**Latihan Tertulis**
Sajikan dalam bentuk tabel Markdown baris-baris yang dimulai dari awal data dan berakhir pada baris yang memuat "column 464, row 139", termasuk kedua ujungnya. Gunakan kolom No untuk nomor urut dan kolom Isi untuk teks barisnya, lalu lewati baris kosong.

^^^^^^^^

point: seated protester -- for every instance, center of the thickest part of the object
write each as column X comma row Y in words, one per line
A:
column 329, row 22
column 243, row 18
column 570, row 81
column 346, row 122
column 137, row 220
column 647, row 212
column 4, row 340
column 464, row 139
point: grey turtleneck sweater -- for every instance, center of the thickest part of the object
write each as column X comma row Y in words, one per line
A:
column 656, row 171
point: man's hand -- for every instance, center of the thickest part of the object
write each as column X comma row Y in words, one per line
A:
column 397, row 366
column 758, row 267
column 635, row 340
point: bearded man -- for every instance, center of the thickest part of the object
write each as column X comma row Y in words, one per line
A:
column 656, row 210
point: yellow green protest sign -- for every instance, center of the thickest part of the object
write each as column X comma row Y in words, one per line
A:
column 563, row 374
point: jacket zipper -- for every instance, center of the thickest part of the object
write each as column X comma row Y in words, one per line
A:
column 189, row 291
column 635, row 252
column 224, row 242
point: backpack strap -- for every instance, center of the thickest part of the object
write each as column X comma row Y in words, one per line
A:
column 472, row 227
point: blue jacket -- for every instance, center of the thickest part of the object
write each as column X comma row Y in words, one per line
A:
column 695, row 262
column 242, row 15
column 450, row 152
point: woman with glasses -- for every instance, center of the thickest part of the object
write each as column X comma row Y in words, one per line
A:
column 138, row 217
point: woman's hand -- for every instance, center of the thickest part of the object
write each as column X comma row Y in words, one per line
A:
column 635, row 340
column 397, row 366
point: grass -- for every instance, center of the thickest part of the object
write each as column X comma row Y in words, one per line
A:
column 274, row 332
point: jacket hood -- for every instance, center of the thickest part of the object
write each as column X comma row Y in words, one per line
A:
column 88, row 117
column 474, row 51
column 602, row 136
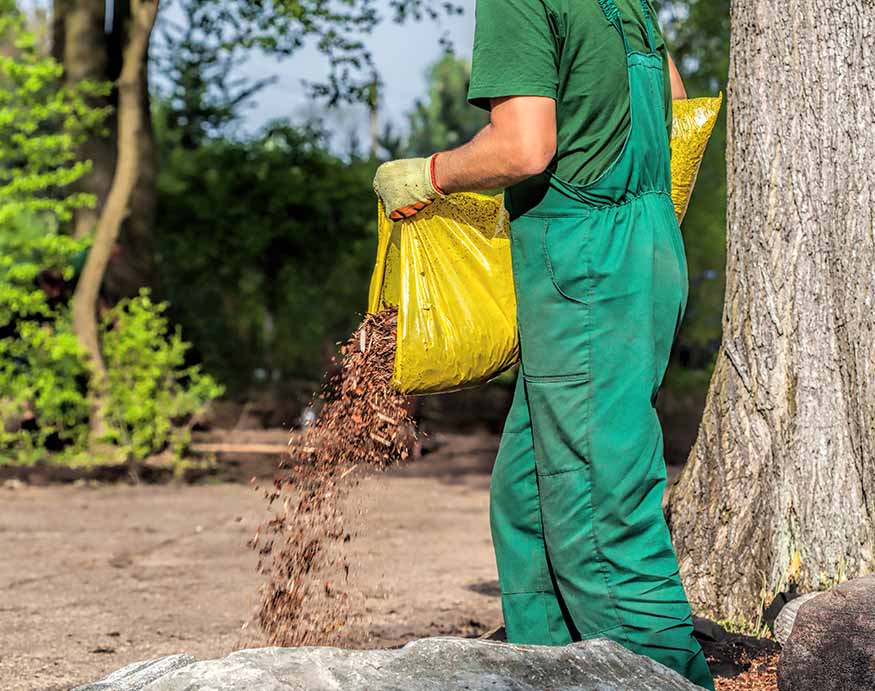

^^^^^^^^

**Hasil**
| No | Isi |
|---|---|
| 1 | point: seated protester -- for every instance, center of the thickest part of the object |
| 2 | write each as column X comma row Y in words, one per line |
| 3 | A: |
| 4 | column 329, row 22 |
| 5 | column 243, row 18 |
| 6 | column 570, row 81 |
| 7 | column 346, row 122 |
| 8 | column 137, row 220 |
| 9 | column 647, row 212 |
| 10 | column 4, row 340 |
| 11 | column 464, row 139 |